Exercises:
1 – In the MAG downstream analysis notes, what filter criteria does dRep apply to the bins?
2 – Please continue the MAG downstream analysis notes, starting after their final sentence.

(Beginning of Source document)

# MAG Downstream Analysis

MAG assembled from Illumina short-reads, PacBio long-reads and ASG are streamlined together. 
- MAG dereplication with dRep
- Genome identification with GTDB-TK
- Coverage information and quantification with CoverM

In [None]:
# Basic modules and environments required for the scripts
module load gcc12-env/12.3.0
module load miniconda3/24.11.1
conda activate dRep
conda activate GTDBTK
conda activate METABAT2

cd /gxfs_work/geomar/smomw681/DATA

### MAG downstream analysis

1. dRep: Filter and dereplicate METABAT2 bins
    - Script: 4_0 (all)
        - Only prokaryotic bins: 4_0_1
    - The package uses prodigal, checkM, mash and  fastANI (alignment algorithm)
    - Filter criteria: min. completeness 50% and max. contamination 5%
    - The output of this pipeline can be used for identification of contained prokaryotes using GTDBTK
    - Run CheckM2 for drep MAG (script 4_0)

2. GTDB-TK: Taxonomic identification of MAG based on big database
    - The DB must be downloaded beforehand (takes longer due to the size)
    - classify step uses pplacer to find the maximum-likelihood placement of each genome in the GTDB-Tk reference tree. GTDB-Tk classifies each genome based on its placement in the reference tree, its relative evolutionary divergence, and/or average nucleotide identity (ANI) to reference genomes.

(End of Source document)
(Beginning of Material shown)

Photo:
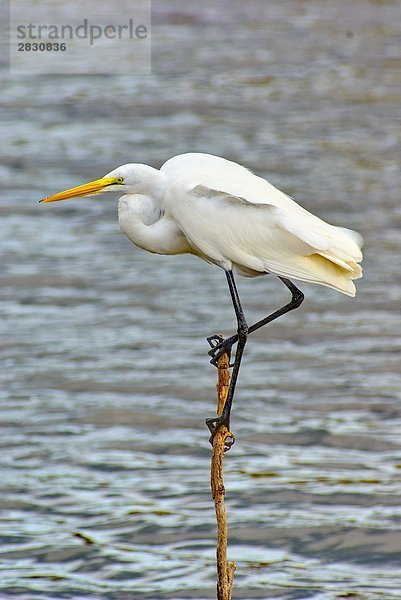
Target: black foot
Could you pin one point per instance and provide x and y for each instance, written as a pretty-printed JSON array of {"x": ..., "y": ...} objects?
[
  {"x": 220, "y": 346},
  {"x": 214, "y": 424}
]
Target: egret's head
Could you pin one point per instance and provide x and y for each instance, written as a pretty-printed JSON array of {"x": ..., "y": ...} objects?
[{"x": 128, "y": 179}]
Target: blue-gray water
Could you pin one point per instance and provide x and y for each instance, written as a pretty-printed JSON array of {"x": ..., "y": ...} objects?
[{"x": 105, "y": 378}]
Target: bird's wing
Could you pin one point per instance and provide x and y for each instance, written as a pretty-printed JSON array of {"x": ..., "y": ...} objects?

(End of Material shown)

Task responses:
1 – A minimum completeness of 50% and a maximum contamination of 5%.

2 –
    - Output: 
        - The output of this pipeline can be used to generate coverage information by mapping using coverM
        - summary output: https://ecogenomics.github.io/GTDBTk/files/summary.tsv.html
    - Script: 4_0

3. CoverM: Map error-corrected reads to dereplicated MAGs
    - Script: 4_1
    - all
    - Output: output_coverm.tsv
        - .tsv file: sample (stats) x genome (names)
        - Genome: The name of the genome
        - $sample Mean: The mean read coverage from sample across the given genome, i.e. the average height across the genome if reads aligned were stacked on top of each other.
        - $sample: Relative Abundance (%): The relative abundance of the genome within sample This metric accounts for differing genome sizes by using the proportion of mean coverage rather than the proportion of reads.
        - $sample Covered Fraction: The proportion of the genome that is covered by at least one read.